▶ **Required action**
Return the records exactly as they are.

Provided information: Begin

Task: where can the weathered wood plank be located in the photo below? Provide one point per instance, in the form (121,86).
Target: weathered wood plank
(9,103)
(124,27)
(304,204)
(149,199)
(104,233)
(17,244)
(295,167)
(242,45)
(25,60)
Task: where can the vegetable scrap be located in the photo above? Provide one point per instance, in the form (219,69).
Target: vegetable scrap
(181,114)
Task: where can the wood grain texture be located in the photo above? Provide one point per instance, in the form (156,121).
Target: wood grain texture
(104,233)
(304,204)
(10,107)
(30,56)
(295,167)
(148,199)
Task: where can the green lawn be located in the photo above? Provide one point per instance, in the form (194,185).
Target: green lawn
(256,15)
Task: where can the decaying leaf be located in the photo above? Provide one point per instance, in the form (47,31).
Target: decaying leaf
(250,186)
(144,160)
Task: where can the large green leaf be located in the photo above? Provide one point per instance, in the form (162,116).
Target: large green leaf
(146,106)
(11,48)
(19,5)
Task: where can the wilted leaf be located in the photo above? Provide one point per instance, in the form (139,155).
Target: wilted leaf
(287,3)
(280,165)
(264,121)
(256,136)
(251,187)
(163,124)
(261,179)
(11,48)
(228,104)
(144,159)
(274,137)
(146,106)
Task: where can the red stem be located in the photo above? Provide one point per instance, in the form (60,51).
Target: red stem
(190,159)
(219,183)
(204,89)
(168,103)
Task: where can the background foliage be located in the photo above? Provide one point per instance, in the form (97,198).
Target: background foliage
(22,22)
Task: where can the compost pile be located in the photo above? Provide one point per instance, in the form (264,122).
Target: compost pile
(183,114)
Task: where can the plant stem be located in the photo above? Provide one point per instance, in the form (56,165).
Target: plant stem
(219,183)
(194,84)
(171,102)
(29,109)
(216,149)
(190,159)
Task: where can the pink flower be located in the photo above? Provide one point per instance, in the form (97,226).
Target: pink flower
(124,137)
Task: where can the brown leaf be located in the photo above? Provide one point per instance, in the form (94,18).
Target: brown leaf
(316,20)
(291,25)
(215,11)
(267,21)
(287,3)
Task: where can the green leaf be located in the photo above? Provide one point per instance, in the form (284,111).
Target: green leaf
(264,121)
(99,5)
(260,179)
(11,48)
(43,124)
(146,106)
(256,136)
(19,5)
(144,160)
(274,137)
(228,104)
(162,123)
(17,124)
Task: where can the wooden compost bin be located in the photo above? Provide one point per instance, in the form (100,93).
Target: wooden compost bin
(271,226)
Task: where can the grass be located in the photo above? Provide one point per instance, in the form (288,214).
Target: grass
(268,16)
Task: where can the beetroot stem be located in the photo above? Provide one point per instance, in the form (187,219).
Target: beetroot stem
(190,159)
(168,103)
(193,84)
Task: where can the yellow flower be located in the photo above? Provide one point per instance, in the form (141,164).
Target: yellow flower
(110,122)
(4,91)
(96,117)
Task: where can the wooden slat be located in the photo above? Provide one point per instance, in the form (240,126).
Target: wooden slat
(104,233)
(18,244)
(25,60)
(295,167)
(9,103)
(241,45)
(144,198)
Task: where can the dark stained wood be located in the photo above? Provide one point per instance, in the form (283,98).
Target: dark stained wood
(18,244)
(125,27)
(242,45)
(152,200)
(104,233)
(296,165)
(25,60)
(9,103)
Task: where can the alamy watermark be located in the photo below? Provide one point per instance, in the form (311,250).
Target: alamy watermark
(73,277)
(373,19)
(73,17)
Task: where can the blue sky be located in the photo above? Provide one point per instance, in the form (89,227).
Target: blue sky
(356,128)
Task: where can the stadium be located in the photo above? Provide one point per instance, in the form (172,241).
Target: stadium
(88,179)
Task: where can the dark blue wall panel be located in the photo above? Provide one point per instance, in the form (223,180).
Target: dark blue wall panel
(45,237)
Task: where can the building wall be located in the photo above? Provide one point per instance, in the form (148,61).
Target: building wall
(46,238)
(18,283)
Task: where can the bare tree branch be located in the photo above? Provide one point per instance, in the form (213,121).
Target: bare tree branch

Provided information: End

▶ **Your response**
Task: where can the weathered wood plank be located in the photo below? Provide one point per instance, in the form (121,86).
Target: weathered wood plank
(9,103)
(124,27)
(304,204)
(149,199)
(104,233)
(17,244)
(295,167)
(242,45)
(25,60)
Task: where can the vegetable scrap be located in the photo above? Provide one point per instance, in the form (219,69).
Target: vegetable scrap
(181,114)
Task: where can the wood grain texture be located in the photo above? Provide one point per instance, in the form (156,121).
Target: wood grain texture
(104,233)
(304,204)
(10,107)
(30,56)
(295,167)
(148,199)
Task: where can the green lawn be located in the photo above? Provide one point per instance, in the form (194,185).
Target: green lawn
(256,15)
Task: where can the decaying leaf be located in the photo above? Provide one point per instance, in the form (47,31).
Target: decaying leaf
(250,186)
(144,160)
Task: where can the large green leaf be located in the photo above? Provide one point per instance, in the form (162,116).
Target: large green leaf
(146,106)
(11,48)
(19,5)
Task: where can the wilted leaf be located in the photo above? Provide one point per instance, in the form (139,155).
Target: wilted leaf
(287,3)
(280,165)
(264,121)
(256,136)
(251,187)
(163,124)
(261,179)
(11,48)
(228,104)
(144,159)
(274,137)
(146,106)
Task: where can the red stem be located in the photo above? Provide one point per instance, in the form (60,51).
Target: red stem
(190,159)
(219,183)
(204,89)
(168,103)
Task: where can the background foliage be located in the photo above? Provide one point per instance, in the form (97,198).
Target: background foliage
(22,22)
Task: where can the compost pile be located in the photo above? Provide one point per instance, in the form (264,122).
Target: compost pile
(183,114)
Task: where can the plant stem be located in the photo above? Provide one point per instance, in the form (56,165).
Target: plant stem
(219,183)
(194,84)
(171,102)
(29,109)
(216,149)
(190,159)
Task: where can the pink flower be located in the photo above? Provide one point per instance, in the form (97,226).
Target: pink flower
(124,137)
Task: where can the brown leaf be located in the photo above? Provide one point per instance, in the form (94,18).
Target: brown leaf
(316,20)
(291,25)
(215,11)
(267,21)
(287,3)
Task: where can the green leaf be located in the photo above? Provide one point per instance, in the form (284,111).
Target: green leaf
(264,121)
(99,5)
(260,179)
(11,48)
(43,124)
(146,106)
(256,136)
(19,5)
(144,160)
(274,137)
(228,104)
(162,123)
(17,124)
Task: where can the wooden compost bin be located in the photo above? Provide one point per instance, in the form (100,93).
Target: wooden compost bin
(271,226)
Task: where can the grass be located in the photo above? Provide one point per instance, in the form (288,214).
Target: grass
(268,16)
Task: where can the beetroot stem be located in the photo above? Provide one point per instance, in the form (187,219).
Target: beetroot stem
(190,159)
(168,103)
(193,84)
Task: where can the yellow flower be located in the photo above? Provide one point per instance, in the form (141,164).
Target: yellow flower
(110,122)
(4,91)
(96,117)
Task: where can the wooden slat be located in the photo above? Provide one point per instance, in the form (240,126).
Target: wooden slat
(104,233)
(18,244)
(25,60)
(295,167)
(9,103)
(241,45)
(144,198)
Task: where can the dark stained wood be located in the photo above? Provide one point per instance, in the form (283,98).
Target: dark stained wood
(18,244)
(125,27)
(242,45)
(152,200)
(104,233)
(296,165)
(25,60)
(9,103)
Task: where can the alamy watermark be located in the photo below? Provide one point per instance, in the form (311,250).
Target: alamy watermark
(73,277)
(373,19)
(73,17)
Task: where can the blue sky be located in the photo above? Provide one point per instance, in the form (89,227).
Target: blue sky
(356,128)
Task: where can the stadium be located in the photo above? Provide one point per instance, in the form (172,241).
Target: stadium
(88,179)
Task: where can the dark blue wall panel be located in the photo above? Provide one point per instance, in the form (223,180).
Target: dark blue wall panel
(45,237)
Task: where can the building wall be located in the photo above? Provide one point per instance, in the form (148,61).
Target: building wall
(46,238)
(18,283)
Task: where can the bare tree branch be located in the photo above? Provide one point per instance, in the form (213,121).
Target: bare tree branch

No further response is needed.